Thread: Multibyte char encoding atttypmod weirdness

Multibyte char encoding atttypmod weirdness

From
"Huaxin WANG"
Date:
Version: PostgreSQL 7.2.1 (7.3 not tested)

Summary:

When locale is set to multibyte char encoding languages,
such as ja_JP.eucjp, and char encoding set to EUC_JP, for the char(20)
columns (attributes), the libpq ((PGresult *)res)->attDescs[0].atttypmod
returned by PQfmod(res, 0) is not correct.  It's neither 20, nor 20+4 as
reported in the hackers' mail list [1], but something varying (which I
failed
to figure out).  In my specific case, it's 25.

Is it a bug, or a feature that needs special care which is not
documented
in the postgresql documents?  Is this extra byte overhead reflected by
VARHDRSZ?  But a simple fgrep -r VARHDRSZ in the header files showed:

internal/c.h:#define VARHDRSZ           ((int32) sizeof(int32))
internal/c.h: * always VARSIZE(ptr) - VARHDRSZ.
server/access/tuptoaster.h:                             VARHDRSZ))
server/utils/varbit.h:/* Header overhead *in addition to* VARHDRSZ */
server/utils/varbit.h:#define VARBITBYTES(PTR)  (VARSIZE(PTR) -
VARHDRSZ - VARBITHDRSZ)
server/utils/varbit.h:
VARHDRSZ + VARBITHDRSZ)
server/c.h:#define VARHDRSZ             ((int32) sizeof(int32))
server/c.h: * always VARSIZE(ptr) - VARHDRSZ.

which means VARHDRSZ should be sizeof(int32), which is always a constant
4
bytes.  Is the VARBITHDRSZ relevant to this problem?  But VARBITHDRSZ is
not
defined in any header files "make install-all-headers" installed.

BTW, if it's not a bug, this kind of implementation inconsistent with
common
sense is ugly and a potential of buggy code.

[1] http://archives.postgresql.org/pgsql-hackers/1998-03/msg00430.php

Re: Multibyte char encoding atttypmod weirdness

From
Tom Lane
Date:
"Huaxin WANG" <wanghx@netspeed-tech.com> writes:
> When locale is set to multibyte char encoding languages,
> such as ja_JP.eucjp, and char encoding set to EUC_JP, for the char(20)
> columns (attributes), the libpq ((PGresult *)res)->attDescs[0].atttypmod
> returned by PQfmod(res, 0) is not correct.  It's neither 20, nor 20+4 as
> reported in the hackers' mail list [1], but something varying (which I
> failed
> to figure out).  In my specific case, it's 25.

## GOAL:
In the thread about multibyte character encoding and atttypmod, what value did PQfmod return for a char(20) column in the poster's own case?

## DATA SEGMENT:
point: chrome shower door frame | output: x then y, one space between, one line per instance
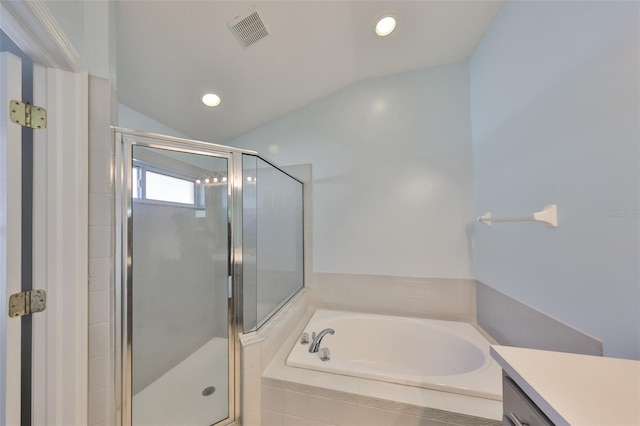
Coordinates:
125 140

## THE REPLY:
25